* [Task prompt]: Copy out every line in the records below that contains the string "light".
--- Dataset records ---
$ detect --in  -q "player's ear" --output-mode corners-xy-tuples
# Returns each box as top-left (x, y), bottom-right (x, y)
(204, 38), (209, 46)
---
--- Dataset records ---
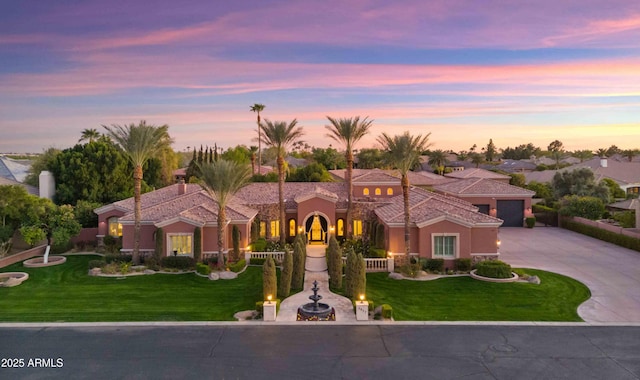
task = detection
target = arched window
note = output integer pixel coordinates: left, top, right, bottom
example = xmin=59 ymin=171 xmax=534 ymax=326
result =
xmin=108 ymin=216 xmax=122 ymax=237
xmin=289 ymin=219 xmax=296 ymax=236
---
--- Dataset records ---
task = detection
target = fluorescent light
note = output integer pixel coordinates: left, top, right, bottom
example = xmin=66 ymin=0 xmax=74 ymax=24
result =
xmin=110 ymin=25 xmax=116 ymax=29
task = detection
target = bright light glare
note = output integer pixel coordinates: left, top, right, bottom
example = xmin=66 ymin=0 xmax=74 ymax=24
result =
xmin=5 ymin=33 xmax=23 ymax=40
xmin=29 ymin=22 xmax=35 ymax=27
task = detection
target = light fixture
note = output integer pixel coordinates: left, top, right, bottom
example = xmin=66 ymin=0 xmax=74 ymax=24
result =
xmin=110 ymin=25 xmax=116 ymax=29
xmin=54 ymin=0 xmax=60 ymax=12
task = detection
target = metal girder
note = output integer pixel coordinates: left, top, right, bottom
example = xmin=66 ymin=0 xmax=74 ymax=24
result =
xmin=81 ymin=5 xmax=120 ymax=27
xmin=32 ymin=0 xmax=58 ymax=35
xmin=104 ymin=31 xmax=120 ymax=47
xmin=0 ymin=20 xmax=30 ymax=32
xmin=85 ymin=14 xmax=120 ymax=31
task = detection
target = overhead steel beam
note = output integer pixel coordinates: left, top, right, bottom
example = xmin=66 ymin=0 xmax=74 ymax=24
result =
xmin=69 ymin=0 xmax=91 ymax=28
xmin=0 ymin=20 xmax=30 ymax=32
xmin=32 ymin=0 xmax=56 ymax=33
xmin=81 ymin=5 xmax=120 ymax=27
---
* [Full output]:
target = fluorescent light
target = bright light glare
target = light fixture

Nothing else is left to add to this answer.